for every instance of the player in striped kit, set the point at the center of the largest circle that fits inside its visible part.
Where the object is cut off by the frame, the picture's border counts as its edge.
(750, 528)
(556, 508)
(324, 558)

════════════════

WHAT IS NEEDED: With the line containing "Where the object" as the start and the last line of the material above as the end, copy that run of lines exactly, both ends included, and nothing more.

PROBLEM SOLUTION:
Where the object is cut off by the frame, the picture's border counts as its edge.
(750, 528)
(556, 508)
(324, 558)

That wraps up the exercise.